-------- Data entries
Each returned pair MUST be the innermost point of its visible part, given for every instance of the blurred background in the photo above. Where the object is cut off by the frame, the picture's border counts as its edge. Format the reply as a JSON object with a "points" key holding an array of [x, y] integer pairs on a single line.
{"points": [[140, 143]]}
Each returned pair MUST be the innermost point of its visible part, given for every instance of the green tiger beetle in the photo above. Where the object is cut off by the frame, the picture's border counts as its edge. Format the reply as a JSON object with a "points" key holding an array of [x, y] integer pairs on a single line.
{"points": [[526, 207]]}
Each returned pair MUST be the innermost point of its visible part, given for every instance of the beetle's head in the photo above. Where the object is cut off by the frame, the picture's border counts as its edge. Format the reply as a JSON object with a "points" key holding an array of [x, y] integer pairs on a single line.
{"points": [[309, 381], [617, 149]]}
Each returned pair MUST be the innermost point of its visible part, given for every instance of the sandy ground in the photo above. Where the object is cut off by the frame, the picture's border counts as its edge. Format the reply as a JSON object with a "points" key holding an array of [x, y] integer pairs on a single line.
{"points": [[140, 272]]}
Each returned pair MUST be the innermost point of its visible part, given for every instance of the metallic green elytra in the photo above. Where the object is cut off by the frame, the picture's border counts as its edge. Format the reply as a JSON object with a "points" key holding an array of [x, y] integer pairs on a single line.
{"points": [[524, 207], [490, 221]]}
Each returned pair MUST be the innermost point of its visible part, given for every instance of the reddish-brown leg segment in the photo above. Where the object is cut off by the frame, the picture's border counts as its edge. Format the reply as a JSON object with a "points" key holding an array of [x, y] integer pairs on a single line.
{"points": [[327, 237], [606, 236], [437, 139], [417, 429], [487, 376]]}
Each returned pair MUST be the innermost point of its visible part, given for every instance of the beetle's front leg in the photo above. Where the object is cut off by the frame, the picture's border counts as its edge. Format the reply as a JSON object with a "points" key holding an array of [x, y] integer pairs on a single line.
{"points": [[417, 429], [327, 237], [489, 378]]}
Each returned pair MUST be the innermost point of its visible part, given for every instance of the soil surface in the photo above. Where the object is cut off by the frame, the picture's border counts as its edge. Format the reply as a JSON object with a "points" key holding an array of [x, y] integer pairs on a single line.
----------------
=== Requirement ===
Rescale the entries from the line with "the beetle's front" up to and including the last line of the entries. Write out every one of those lines again, leaving all wording unchanged, but multiply each coordinate in the answers by 0.8 and round to whole numbers, with halves rounding up.

=== Solved problem ===
Each returned pair MUST be the innermost point of its visible part, given for every instance of the beetle's front leg in the photo above. Where the object is cut off by the frame, the picture's border counts as its edge. Format the reply as a JSON object with a "points" key holding an array of [x, y] integer pairs on a single line.
{"points": [[334, 343], [262, 190], [391, 302]]}
Each returned pair MUST be the innermost point of its visible part, given for every instance of the soil surface in the photo above. Where the object is cut off by the frame, the picture's border counts as its edge. Format the reply as a JSON object with a "points" key holding an array of [x, y] integer pairs on a single line.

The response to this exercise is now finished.